### OBJECTIVE
Revise the material starting at the line containing "mark the bamboo" and ending at the line containing "[129,0,136,55]", changing "utility pole" to "telephone pole" and keeping everything else the same.

### MATERIALS PROVIDED
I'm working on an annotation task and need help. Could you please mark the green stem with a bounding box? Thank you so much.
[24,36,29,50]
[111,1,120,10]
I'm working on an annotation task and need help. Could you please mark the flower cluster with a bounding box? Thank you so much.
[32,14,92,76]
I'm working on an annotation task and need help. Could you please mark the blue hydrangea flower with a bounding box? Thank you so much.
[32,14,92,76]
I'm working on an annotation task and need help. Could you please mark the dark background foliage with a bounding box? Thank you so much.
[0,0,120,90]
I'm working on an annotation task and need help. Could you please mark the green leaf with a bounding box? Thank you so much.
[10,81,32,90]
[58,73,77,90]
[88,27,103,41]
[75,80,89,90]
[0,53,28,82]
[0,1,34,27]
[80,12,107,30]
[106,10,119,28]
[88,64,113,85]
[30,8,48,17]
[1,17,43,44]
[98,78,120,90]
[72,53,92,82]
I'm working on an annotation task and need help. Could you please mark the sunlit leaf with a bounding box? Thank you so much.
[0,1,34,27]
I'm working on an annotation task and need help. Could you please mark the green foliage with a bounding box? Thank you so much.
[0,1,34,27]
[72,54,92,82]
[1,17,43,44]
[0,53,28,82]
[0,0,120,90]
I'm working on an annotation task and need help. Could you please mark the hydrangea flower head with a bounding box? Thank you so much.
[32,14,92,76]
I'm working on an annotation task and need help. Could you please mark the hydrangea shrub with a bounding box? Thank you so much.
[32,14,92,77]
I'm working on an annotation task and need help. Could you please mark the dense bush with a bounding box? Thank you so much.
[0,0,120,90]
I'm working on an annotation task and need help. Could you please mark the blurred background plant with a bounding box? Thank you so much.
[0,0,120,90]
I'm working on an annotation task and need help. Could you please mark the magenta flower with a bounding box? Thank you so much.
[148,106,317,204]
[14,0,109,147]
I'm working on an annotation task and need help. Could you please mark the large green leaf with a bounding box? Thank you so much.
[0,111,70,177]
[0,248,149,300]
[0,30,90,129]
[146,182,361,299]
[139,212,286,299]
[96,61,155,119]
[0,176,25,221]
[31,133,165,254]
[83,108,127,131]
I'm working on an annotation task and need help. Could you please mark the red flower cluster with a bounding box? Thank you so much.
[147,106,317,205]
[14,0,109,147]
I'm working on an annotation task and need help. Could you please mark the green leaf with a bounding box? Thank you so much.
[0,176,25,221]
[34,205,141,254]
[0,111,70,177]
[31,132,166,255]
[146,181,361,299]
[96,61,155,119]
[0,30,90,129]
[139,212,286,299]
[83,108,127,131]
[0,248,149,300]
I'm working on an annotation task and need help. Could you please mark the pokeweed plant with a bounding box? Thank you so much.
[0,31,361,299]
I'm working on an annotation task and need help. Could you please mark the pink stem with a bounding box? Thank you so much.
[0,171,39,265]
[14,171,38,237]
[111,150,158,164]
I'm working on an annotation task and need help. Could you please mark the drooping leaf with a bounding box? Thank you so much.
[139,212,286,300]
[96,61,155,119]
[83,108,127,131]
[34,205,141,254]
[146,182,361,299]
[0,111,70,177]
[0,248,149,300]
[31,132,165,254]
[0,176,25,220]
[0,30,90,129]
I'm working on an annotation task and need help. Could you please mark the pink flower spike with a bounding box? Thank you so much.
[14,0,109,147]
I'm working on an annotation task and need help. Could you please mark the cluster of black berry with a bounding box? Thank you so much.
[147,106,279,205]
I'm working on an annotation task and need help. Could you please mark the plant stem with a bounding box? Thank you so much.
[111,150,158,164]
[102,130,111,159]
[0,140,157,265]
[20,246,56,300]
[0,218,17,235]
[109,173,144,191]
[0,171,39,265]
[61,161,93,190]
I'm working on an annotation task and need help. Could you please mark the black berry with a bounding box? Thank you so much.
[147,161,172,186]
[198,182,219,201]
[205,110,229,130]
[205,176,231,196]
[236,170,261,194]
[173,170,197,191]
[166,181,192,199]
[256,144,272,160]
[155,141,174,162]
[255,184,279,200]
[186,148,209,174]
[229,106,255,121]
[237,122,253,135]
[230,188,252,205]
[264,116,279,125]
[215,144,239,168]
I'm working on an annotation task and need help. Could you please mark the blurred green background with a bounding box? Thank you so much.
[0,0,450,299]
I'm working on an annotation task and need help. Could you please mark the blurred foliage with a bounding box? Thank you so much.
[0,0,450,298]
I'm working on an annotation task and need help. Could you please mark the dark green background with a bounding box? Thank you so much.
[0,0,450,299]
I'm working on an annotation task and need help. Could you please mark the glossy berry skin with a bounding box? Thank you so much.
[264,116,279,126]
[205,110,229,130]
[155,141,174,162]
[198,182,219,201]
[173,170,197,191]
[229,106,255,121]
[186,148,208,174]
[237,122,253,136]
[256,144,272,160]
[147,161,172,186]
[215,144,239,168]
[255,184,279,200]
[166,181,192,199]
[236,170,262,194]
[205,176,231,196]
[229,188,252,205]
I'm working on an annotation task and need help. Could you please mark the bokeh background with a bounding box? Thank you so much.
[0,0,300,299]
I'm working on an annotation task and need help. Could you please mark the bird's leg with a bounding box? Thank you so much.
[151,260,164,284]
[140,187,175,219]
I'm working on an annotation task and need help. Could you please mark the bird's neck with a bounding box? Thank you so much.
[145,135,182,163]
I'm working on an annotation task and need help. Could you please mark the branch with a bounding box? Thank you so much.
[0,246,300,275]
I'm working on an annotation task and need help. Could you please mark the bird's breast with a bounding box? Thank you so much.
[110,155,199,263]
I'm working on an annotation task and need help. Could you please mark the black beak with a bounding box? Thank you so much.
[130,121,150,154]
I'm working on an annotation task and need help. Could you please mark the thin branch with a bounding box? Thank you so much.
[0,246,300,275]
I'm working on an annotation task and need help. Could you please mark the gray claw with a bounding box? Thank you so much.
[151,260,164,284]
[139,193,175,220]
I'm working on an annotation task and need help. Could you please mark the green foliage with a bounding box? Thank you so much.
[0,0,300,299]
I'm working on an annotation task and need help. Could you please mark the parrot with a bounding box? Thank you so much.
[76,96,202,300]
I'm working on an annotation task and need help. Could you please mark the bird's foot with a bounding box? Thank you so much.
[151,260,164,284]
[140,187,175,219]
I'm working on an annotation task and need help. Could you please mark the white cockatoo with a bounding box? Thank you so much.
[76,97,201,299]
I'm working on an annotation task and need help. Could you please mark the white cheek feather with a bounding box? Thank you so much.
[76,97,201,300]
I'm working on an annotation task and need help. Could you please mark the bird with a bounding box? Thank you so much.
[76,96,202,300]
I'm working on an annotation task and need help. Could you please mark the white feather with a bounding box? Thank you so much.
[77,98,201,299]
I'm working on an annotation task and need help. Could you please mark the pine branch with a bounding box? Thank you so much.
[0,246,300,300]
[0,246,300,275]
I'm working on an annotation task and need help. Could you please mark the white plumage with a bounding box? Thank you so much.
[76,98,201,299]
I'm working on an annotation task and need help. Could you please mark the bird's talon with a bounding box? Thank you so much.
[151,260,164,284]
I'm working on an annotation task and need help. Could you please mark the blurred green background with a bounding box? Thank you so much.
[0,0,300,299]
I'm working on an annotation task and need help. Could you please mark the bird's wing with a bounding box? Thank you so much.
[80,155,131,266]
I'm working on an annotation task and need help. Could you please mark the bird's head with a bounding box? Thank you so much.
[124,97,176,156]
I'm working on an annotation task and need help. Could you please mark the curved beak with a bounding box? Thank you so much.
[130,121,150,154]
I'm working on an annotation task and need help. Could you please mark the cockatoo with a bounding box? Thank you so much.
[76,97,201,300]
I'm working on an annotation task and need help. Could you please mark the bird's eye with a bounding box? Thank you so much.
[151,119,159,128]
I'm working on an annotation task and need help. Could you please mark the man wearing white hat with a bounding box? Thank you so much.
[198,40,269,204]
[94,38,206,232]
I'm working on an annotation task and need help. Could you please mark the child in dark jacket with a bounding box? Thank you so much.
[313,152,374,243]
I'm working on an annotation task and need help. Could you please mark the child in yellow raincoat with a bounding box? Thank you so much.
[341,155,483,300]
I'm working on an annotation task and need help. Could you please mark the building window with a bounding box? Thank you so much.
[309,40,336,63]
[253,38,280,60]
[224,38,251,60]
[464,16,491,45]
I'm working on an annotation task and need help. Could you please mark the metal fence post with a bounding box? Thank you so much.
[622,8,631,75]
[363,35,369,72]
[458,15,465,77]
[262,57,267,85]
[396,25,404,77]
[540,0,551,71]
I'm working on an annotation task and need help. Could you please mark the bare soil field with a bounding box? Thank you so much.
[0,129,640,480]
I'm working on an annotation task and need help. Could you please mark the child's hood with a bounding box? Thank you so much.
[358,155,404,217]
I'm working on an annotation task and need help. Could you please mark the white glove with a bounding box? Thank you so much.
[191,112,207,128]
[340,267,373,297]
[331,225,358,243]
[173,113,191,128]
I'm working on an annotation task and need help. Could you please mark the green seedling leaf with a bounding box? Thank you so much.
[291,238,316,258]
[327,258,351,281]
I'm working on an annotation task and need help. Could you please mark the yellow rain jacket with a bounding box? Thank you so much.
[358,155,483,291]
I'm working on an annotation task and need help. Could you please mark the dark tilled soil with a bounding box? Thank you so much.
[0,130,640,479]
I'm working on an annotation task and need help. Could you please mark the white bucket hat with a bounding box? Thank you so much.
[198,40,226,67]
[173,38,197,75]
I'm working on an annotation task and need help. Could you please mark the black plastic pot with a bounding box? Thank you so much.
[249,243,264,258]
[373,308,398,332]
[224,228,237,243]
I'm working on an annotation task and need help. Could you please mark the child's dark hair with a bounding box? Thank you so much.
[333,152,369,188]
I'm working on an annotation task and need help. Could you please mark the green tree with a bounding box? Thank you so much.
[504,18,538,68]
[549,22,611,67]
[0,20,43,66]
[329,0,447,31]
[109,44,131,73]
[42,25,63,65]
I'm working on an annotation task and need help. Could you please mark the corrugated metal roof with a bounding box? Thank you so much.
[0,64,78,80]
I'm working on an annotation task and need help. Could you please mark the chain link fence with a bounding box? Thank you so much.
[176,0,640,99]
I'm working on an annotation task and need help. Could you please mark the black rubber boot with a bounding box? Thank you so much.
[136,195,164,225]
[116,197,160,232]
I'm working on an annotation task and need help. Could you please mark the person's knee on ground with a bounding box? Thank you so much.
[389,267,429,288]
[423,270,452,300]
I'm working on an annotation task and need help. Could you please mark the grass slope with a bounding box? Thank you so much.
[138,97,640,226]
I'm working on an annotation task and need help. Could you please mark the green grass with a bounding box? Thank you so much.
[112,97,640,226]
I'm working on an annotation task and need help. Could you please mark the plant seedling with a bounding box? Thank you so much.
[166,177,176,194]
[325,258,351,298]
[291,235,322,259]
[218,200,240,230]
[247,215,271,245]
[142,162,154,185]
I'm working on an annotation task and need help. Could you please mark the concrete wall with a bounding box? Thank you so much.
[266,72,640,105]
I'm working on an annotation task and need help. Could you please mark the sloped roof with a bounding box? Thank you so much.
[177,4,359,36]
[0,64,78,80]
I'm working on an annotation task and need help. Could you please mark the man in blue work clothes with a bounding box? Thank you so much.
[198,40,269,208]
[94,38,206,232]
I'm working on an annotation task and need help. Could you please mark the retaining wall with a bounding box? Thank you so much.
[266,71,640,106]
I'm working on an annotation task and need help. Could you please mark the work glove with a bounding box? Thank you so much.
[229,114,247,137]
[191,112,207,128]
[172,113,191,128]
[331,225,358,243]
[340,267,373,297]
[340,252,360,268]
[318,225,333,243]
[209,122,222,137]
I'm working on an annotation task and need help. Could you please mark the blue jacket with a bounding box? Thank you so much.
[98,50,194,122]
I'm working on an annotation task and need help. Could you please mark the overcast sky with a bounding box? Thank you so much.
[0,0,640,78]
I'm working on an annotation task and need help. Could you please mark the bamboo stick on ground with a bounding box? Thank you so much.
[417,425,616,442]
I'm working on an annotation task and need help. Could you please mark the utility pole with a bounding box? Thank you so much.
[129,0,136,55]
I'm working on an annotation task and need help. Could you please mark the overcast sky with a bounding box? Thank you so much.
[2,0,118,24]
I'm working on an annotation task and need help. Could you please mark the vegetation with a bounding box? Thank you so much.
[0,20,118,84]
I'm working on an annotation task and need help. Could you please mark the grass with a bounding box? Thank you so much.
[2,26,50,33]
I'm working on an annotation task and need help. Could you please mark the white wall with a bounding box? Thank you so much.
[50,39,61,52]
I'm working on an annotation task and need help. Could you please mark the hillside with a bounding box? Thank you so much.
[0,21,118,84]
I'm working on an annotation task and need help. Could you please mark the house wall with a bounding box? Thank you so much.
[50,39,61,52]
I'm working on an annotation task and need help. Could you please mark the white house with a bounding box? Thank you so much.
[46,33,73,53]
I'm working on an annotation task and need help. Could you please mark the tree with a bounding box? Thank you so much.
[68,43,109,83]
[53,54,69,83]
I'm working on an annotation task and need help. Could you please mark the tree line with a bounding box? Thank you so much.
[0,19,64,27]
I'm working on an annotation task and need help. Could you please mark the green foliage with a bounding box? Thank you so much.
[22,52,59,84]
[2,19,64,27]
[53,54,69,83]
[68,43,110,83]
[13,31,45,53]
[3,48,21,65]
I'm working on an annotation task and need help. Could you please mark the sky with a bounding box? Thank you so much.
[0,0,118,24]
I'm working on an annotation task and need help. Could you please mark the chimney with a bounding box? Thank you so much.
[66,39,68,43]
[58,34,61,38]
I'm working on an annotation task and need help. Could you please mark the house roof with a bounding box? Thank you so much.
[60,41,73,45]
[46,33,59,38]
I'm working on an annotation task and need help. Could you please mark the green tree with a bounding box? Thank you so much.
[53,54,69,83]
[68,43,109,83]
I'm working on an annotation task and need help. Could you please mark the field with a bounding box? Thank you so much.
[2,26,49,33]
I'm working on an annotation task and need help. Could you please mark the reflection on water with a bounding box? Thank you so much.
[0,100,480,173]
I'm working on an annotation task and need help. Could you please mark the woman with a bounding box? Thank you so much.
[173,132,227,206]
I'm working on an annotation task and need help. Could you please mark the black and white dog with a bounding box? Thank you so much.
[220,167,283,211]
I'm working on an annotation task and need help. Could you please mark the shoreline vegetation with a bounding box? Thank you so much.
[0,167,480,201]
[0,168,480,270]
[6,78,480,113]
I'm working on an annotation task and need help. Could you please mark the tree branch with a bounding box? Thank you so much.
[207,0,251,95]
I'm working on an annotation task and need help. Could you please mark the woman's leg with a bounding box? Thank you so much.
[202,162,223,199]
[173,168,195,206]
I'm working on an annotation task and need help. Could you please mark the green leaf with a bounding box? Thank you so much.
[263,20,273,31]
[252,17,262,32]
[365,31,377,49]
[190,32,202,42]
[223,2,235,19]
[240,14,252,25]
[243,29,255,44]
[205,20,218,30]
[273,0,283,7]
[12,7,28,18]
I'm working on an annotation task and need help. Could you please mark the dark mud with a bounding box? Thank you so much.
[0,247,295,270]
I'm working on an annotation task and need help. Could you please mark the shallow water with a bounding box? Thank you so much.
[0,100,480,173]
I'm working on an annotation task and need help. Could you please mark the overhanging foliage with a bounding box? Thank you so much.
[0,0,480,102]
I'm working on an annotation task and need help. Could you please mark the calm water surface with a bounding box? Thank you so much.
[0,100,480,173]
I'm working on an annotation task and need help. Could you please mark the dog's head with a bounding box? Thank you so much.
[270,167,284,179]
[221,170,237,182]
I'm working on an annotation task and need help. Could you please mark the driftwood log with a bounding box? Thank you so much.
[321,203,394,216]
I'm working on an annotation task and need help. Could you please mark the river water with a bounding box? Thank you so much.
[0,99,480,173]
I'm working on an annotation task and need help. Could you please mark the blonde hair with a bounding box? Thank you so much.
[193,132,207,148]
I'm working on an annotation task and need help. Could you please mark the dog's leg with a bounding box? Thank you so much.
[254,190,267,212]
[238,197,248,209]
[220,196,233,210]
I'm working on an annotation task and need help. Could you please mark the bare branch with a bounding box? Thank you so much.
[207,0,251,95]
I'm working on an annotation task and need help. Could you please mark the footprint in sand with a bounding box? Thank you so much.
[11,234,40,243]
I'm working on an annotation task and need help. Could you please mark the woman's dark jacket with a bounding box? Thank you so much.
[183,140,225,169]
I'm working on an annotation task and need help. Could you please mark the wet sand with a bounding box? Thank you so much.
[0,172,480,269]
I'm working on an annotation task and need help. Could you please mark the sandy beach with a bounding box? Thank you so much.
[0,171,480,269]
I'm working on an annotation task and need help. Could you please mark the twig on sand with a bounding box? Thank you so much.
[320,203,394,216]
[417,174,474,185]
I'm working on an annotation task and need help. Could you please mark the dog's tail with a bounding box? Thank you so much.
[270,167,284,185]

### RESULT BELOW
I'm working on an annotation task and need help. Could you please mark the bamboo stick on ground with a bounding box? Thank you so much.
[417,425,616,442]
I'm working on an annotation task and need help. Could you please mark the telephone pole with a bounding box? Thank you so much.
[129,0,136,55]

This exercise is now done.